▸ Latihan 1: Ubahlah sebagian kutipan tentang sifat-sifat Allah. Tulis ulang mulai dari bagian yang memuat "Al-Qiyam Binnafsi (Berdiri" dan berhenti setelah "(al-Ankabut : 6).", dengan mengganti "ruang" menjadi "wadah".
▸ Latihan 2: Teruskan kutipan tentang sifat wajib dan mustahil bagi Allah, dimulai setelah kalimat terakhir yang tercantum.

▸ Kutipan Bacaan:
-*-
Sifat Mustahil: Fana’ Artinya: Binasa (sirna ? dengan kata lain tidak ada) Allah itu bersifat kekal. Mustahil Ia dikatakan fana’ (binasa)

4- Sifat Wajib: Mukhalafah Lilhawadisi

Pada dzat , sifat atau perbuatannya sama ada yang baru , yang telah ada atau yang belum ada. Pada hakikat nya adalah menafikan (meniadakan) Allah Ta’ala menyerupai dengan yang baru pada dzatnya , sifatnya atau perbuatannya.

Sesungguhnya dzat Allah Ta’ala bukannya berjirim dan bukan aradh Dan tidak sesekali dzatnya berdarah , berdaging , bertulang dan juga bukan jenis-jenis yang bisa larut , tumbuh-tumbuhan , tidak berpihak ,tidak bertempat dan tidak terikat dalam masa.

Dan sesungguhnya sifat Allah Ta’ala itu tidak bersamaan dengan sifat yang baru karena sifat Allah Ta’ala itu qadim serta azali dan melengkapi ta’aluqnya. Sifat Sama’ ( Maha Mendengar ) bagi Allah Ta’ala berta’aluq ia pada segala maujudat(perkara yang maujud) tetapi bagi mendengar pada makhluk hanya pada suara saja.

Sesungguhnya di dalam Al-Quraan dan Al-Hadist yang menyebut muka dan tangan Allah SWT. , maka perkataan itu hendaklah kita i’tiqadkan tsabit ( tetap ) secara patut dengan Allah Ta’ala Yang Maha Suci daripada berjisim dan Maha Suci Allah Ta’ala bersifat dengan segala sifat yang baru Artinya: Tidak sama dengan yang baru Sifat Mustahil: Mumatsalah Lilhawaditsi Artinya: Sama dengan yang baru Allah itu tidak mempunyai sifat-sifat yang baru yakni dijadikan dan dihancurkan. Mustahil Allah bersamaan dengan yang baru.

5- Sifat Wajib: Qiyamuhu Binafsihi


Artinya: Berdiri dengan diri-Nya sendiri



القيام بالنفس : صفة سلبية لأنها سلبت و نفت القيام بالغير و معناه في حقه تعالى انه لا يفتقر الى ذات يقوم بها أو موجد يوجده بل هو الغني عن كل ما سواه . قال الله تعالى { إِنَّ اللهَ لَغَنِيٌّ عَنِ الْعَالَمِينَ } و الدليل العقلي على ذلك انه لو لم يكن قائما بنفسه لكان محتاجا الى غيره و لو احتاج الى غيره لكان حادثا و هو محال فيستحيل في حقه ضده و هو الاحتياج الى غيره



Al-Qiyam Binnafsi (Berdiri Sendiri) adalah sifat Salbiyyah artinya sifat yang mencabut atau menolak adanya Allah berdiri dengan yang lain. Dalam arti lain bahwa Allah tidak butuh dengan sesuatu dzat yang membantu-Nya untuk berdiri. Berdirinya Allah tidak membutuhkan makhluk-Nya, tidak membutuhkan tempat, tidak membutuhkan ruang dan tidak membutuhkan segala dzat, sifat, dan perbuatan makhluk-Nya. Berbeda dengan makhluk yang selamanya membutuhkan bantuan dari luar, Allah berfirman:إِنَّ اللهَ لَغَنِيٌّ عَنِ الْعَالَمِينَ



”Sesungguhnya Allah SWT benar-benar Maha Kaya (tidak memerlukan sesuatu) dari semesta alam.” (al-Ankabut : 6).
-*-
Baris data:
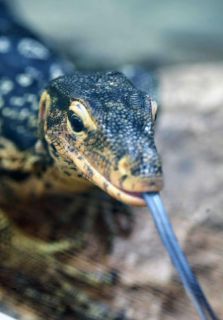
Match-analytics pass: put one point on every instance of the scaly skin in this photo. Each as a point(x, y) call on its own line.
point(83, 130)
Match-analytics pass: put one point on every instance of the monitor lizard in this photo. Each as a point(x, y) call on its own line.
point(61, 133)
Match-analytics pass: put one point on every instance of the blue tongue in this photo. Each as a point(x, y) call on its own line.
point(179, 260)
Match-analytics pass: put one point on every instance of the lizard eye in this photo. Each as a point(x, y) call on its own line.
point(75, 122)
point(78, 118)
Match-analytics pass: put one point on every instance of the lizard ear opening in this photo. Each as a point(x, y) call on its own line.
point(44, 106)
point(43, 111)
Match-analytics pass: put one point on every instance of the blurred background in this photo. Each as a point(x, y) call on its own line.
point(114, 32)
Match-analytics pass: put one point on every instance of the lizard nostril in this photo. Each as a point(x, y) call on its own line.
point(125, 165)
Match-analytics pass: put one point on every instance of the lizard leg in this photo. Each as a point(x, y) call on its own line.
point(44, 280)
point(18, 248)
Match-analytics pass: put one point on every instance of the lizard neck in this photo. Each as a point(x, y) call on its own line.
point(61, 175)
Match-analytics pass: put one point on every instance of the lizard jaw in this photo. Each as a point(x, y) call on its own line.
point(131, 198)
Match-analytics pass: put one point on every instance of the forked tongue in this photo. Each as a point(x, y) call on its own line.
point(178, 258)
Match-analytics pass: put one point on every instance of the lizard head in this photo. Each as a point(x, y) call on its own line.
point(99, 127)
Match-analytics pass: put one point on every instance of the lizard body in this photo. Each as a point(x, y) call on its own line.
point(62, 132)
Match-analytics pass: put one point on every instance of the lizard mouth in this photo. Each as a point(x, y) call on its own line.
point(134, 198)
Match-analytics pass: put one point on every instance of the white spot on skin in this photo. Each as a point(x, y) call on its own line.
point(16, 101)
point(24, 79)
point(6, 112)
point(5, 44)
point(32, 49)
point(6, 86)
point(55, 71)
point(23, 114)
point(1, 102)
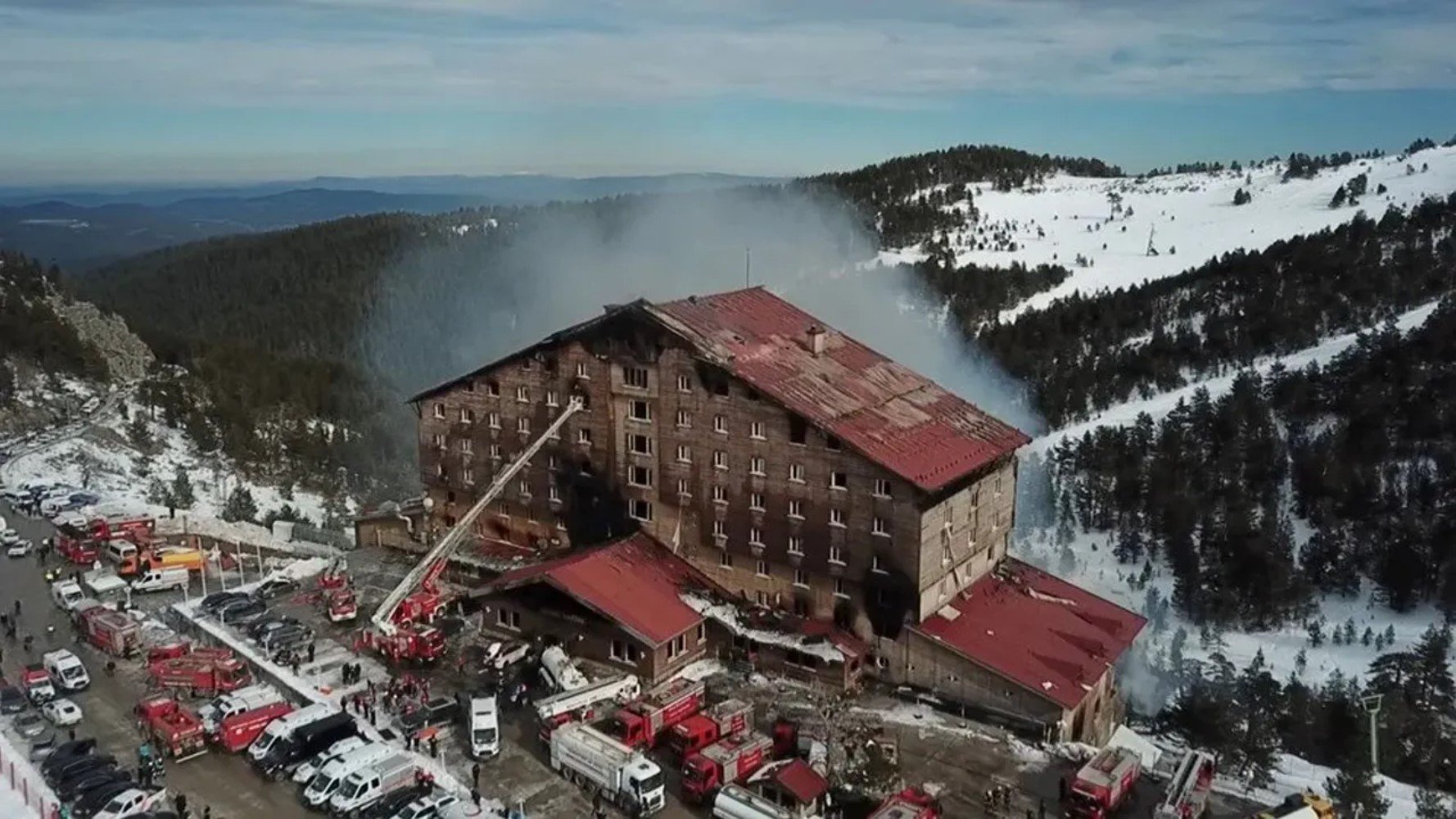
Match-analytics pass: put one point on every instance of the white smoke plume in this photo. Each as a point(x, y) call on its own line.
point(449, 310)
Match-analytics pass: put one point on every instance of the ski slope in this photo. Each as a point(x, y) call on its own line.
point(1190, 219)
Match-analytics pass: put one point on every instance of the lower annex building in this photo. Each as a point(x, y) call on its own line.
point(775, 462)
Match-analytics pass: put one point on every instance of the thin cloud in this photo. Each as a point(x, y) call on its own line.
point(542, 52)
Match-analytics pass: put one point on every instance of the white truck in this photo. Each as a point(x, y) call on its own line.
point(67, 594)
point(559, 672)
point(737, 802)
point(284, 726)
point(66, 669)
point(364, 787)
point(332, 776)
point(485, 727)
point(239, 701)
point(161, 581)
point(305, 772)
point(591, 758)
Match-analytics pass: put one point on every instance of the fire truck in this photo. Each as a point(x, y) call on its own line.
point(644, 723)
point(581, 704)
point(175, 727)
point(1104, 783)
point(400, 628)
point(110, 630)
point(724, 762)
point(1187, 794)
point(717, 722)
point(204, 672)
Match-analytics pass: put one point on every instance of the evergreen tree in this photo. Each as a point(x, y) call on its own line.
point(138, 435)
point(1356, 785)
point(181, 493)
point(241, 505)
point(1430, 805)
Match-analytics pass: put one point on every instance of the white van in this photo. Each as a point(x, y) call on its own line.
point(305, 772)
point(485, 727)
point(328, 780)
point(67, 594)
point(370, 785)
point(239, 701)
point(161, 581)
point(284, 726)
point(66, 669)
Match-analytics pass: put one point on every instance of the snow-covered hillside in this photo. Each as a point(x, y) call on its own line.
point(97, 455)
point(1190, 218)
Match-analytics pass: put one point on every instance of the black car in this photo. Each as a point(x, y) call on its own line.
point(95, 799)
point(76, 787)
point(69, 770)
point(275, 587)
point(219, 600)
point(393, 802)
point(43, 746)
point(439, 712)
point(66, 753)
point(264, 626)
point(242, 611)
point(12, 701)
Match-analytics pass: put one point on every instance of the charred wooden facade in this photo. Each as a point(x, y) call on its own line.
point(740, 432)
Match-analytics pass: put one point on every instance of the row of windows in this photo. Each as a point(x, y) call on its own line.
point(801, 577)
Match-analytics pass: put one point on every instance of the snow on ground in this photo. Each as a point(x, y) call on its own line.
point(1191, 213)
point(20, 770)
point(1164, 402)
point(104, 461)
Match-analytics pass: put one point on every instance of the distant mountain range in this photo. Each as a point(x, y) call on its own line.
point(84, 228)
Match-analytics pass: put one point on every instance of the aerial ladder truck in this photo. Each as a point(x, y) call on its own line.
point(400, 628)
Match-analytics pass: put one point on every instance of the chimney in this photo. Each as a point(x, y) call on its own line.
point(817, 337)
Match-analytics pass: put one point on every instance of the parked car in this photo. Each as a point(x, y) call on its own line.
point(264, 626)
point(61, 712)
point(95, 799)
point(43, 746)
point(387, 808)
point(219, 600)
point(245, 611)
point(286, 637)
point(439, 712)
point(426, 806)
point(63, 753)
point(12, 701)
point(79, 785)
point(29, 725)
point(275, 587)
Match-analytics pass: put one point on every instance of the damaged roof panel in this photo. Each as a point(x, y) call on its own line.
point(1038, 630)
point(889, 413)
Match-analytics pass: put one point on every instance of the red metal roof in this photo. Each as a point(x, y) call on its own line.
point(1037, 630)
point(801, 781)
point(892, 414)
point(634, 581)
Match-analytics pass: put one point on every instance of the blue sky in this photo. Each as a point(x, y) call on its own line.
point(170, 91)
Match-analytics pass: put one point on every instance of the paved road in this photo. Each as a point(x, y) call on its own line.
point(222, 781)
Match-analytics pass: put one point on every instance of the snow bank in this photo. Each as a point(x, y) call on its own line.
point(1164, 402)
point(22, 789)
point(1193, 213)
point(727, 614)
-*-
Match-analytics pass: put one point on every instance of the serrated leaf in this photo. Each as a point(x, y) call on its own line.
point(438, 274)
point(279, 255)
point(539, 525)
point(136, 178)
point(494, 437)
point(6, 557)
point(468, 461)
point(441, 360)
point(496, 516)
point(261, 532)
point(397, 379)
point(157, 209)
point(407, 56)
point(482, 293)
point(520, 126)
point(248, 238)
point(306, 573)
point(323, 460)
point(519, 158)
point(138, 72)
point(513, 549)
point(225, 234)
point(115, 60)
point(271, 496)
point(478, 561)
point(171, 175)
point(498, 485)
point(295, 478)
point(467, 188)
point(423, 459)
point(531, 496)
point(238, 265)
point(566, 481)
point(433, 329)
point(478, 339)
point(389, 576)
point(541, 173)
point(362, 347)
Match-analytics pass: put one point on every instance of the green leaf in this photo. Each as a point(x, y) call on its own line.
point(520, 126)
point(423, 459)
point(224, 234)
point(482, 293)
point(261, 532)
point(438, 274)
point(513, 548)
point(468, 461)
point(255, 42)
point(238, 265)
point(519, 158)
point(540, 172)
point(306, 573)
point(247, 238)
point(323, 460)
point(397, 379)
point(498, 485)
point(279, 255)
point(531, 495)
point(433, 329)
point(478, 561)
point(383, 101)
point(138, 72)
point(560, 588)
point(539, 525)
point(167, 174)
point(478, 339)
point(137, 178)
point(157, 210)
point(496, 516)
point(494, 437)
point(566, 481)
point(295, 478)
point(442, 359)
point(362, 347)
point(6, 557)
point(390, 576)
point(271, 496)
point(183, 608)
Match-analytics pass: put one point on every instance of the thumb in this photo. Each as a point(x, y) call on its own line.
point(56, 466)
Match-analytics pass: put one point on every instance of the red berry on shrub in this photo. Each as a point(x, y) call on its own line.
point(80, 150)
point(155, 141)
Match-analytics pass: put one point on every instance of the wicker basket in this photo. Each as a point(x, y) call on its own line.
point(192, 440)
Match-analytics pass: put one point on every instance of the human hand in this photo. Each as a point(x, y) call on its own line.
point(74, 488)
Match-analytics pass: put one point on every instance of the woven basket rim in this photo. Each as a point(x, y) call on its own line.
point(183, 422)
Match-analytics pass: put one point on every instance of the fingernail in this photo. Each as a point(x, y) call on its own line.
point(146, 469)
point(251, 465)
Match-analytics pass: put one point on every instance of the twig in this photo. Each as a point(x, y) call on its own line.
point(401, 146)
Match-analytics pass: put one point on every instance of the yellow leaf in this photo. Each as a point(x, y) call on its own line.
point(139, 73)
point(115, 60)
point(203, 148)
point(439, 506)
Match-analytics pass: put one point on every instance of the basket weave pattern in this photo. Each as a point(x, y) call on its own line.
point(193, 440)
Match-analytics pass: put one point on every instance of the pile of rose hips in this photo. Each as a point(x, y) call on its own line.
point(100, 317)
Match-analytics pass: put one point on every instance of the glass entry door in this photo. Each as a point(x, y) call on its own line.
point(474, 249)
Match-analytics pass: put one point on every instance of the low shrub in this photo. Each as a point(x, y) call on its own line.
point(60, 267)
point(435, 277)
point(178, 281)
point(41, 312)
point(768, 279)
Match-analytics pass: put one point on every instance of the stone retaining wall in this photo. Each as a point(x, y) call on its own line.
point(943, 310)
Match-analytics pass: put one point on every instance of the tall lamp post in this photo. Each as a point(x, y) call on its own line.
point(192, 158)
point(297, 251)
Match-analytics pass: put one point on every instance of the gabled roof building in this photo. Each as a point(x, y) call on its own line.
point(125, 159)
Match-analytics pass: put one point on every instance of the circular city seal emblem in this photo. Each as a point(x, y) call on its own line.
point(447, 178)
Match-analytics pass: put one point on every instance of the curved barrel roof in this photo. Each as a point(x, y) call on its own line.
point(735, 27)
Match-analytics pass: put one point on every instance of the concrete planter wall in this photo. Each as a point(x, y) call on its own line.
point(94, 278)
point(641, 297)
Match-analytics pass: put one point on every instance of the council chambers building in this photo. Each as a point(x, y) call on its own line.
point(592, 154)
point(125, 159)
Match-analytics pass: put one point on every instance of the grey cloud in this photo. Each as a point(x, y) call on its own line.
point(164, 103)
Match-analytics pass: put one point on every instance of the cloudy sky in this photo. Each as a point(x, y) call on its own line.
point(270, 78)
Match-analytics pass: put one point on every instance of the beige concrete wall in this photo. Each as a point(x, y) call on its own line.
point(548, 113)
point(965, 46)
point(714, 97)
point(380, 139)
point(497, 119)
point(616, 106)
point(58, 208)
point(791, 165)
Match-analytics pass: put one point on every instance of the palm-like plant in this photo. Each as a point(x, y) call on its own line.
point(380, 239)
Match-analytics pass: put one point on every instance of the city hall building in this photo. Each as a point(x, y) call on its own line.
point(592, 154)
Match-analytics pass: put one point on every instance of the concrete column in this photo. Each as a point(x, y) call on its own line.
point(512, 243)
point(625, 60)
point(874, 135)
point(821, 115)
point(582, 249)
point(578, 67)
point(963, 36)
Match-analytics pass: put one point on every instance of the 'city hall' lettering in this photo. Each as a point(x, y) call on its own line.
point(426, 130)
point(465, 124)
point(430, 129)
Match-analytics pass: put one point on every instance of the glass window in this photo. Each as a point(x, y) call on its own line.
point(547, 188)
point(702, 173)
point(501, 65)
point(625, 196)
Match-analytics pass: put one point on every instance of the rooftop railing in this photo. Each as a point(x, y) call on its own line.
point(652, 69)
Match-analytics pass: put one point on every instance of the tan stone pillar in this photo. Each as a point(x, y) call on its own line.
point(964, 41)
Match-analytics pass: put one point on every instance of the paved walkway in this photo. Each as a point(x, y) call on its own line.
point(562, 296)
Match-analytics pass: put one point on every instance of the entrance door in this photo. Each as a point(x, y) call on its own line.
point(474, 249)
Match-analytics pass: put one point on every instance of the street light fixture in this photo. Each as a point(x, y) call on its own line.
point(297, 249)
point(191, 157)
-*-
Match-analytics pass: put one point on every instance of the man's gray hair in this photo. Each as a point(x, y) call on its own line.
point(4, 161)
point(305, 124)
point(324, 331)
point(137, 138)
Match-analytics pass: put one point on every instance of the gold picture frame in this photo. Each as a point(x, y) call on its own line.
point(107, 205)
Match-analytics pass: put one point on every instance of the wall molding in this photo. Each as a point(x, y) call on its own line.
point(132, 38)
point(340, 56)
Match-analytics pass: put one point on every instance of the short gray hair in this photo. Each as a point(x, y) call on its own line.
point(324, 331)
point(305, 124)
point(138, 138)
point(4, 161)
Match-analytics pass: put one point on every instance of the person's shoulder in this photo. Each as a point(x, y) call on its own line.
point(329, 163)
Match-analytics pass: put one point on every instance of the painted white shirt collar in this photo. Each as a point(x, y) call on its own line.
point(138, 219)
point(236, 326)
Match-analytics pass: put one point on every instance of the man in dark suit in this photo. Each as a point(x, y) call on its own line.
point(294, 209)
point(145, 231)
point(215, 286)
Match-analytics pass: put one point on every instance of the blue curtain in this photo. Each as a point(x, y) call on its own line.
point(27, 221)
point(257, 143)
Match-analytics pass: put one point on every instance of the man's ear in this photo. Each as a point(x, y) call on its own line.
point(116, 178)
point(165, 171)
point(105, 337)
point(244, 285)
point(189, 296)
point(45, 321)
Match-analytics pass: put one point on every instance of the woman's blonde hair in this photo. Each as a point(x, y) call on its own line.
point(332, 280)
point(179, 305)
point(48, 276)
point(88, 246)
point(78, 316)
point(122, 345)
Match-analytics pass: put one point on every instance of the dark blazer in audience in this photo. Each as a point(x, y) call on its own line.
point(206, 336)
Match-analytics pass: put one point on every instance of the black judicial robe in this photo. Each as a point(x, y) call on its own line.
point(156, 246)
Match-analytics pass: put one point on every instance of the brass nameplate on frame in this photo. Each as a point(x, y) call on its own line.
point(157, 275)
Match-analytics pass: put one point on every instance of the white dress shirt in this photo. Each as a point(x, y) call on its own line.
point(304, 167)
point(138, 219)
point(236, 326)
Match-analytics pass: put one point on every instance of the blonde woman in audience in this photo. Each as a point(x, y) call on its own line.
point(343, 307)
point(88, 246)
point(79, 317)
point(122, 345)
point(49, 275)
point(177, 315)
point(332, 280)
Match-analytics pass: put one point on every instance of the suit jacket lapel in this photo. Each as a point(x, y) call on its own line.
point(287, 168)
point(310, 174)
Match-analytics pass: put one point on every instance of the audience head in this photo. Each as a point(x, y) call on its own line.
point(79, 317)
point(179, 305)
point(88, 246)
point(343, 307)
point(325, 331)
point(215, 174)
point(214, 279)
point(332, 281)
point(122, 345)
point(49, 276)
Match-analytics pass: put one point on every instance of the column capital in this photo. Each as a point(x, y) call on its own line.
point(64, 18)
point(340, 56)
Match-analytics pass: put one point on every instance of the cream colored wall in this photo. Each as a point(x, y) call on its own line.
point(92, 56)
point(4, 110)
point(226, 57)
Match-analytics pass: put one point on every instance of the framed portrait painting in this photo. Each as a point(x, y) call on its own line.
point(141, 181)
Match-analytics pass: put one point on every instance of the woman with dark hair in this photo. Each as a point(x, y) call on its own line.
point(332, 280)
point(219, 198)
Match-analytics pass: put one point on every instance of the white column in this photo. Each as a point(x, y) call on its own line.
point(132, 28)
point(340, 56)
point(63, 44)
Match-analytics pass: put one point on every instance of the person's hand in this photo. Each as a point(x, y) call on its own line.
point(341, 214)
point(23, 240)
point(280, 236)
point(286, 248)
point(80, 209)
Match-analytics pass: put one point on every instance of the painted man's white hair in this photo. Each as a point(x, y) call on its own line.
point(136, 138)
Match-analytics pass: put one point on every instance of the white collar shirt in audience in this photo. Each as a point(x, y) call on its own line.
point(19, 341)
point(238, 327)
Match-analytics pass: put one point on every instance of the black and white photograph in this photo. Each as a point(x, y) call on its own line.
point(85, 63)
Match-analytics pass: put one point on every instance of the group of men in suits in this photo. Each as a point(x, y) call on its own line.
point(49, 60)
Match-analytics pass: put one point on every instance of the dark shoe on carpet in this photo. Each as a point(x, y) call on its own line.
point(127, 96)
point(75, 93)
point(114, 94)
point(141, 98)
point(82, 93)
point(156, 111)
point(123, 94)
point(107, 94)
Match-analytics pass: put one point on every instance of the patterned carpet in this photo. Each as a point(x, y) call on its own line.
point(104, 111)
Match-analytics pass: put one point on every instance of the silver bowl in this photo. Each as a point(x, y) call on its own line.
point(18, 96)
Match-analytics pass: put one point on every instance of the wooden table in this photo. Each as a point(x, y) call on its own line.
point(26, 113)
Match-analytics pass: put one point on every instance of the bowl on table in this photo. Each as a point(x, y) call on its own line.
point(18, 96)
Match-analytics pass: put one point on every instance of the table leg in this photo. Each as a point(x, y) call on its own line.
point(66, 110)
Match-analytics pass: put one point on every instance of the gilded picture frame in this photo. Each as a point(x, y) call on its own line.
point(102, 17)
-*-
▸ Hasil 1:
Al-Qiyam Binnafsi (Berdiri Sendiri) adalah sifat Salbiyyah artinya sifat yang mencabut atau menolak adanya Allah berdiri dengan yang lain. Dalam arti lain bahwa Allah tidak butuh dengan sesuatu dzat yang membantu-Nya untuk berdiri. Berdirinya Allah tidak membutuhkan makhluk-Nya, tidak membutuhkan tempat, tidak membutuhkan wadah dan tidak membutuhkan segala dzat, sifat, dan perbuatan makhluk-Nya. Berbeda dengan makhluk yang selamanya membutuhkan bantuan dari luar, Allah berfirman:إِنَّ اللهَ لَغَنِيٌّ عَنِ الْعَالَمِينَ



”Sesungguhnya Allah SWT benar-benar Maha Kaya (tidak memerlukan sesuatu) dari semesta alam.” (al-Ankabut : 6).

▸ Hasil 2:
Sifat mustahilnya al-qiyam binnafsih


Ihtiyaj Ila Mahal Wa Mukhashshash al-ihtiyaj lighairihi artinya berdiri dengan bantuan yang lain. Keberadaan makhluk Allah, di mana saja dan kapan saja tidak bisa lepas dari bantuan yang lain. Manusia lahir karena ada kedua orangtuanya, tumbuh dan berkembang karena dipelihara dan dirawat oleh orangtuanya. Bahkan setelah besar pun, manusia tetap tidak bisa hidup tanpa bantuan orang lain. Sedangkan Allah itu berdiri dengan sendirinya. Mustahil Allah itu berhajat atau butuh pada makhluk-Nya.



Jelasnya, Di dunia ini semua orang saling membutuhkan. Butuh bantunan, butuh dokter, butuh teman, butuh istri, butuh anak, butuh ini butuh itu dan masih banyak lagi kebutuhan. Dari mulai manusia lahir sampai wafat tidak bisa lepas dari bantuan dan kebutuhan. Saat bayi, ia butuh susu ibunya, menjelang pertumbuhan ia butuh asuhan, butuh pendidikan. Setelah menanjak dewasa ia butuh istri, butuh anak. Dan seterusnya dan seterusnya.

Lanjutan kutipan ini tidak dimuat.